Your assignment:
Reproduce every record precisely, leaving no line out.

Excerpted records:

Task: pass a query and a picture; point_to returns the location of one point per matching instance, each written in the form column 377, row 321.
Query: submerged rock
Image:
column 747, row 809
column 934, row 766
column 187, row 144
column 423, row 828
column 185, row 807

Task solution:
Task: pass a query and a picture; point_to returns the location of one point per matching instance, each written in the form column 377, row 321.
Query: submerged rock
Image:
column 747, row 809
column 934, row 766
column 187, row 144
column 423, row 828
column 185, row 807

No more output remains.